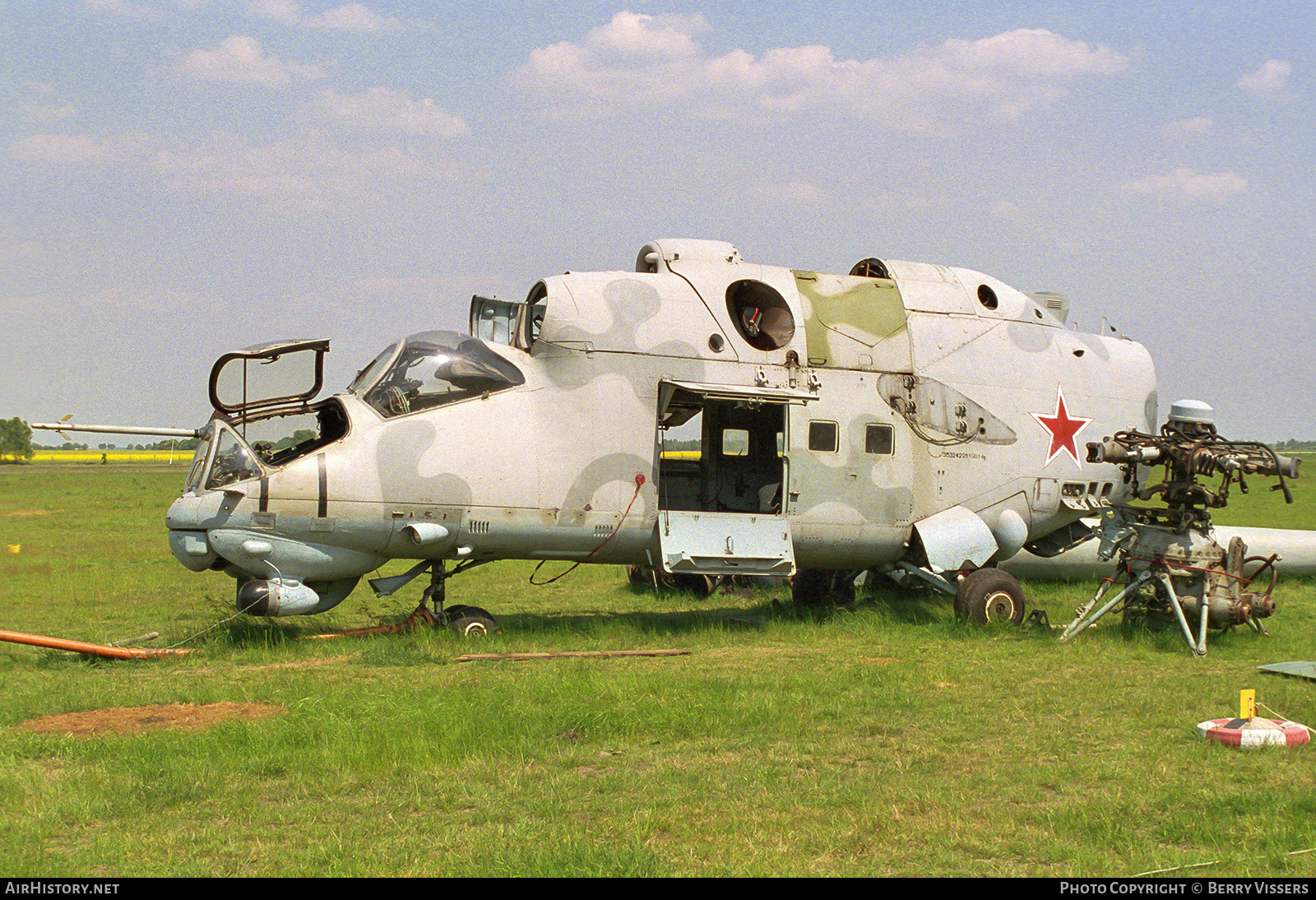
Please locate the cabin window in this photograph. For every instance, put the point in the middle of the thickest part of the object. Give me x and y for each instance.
(879, 440)
(734, 443)
(434, 369)
(721, 454)
(761, 315)
(822, 437)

----------

Apart from the pictures, which are to be omitted, every record must be transcribed exactly.

Please locate the cabin window in this photograph. For every instance, put the point in the middle of the thickest part of the object. Give me x and y for each instance.
(879, 440)
(734, 443)
(434, 369)
(721, 454)
(761, 315)
(822, 437)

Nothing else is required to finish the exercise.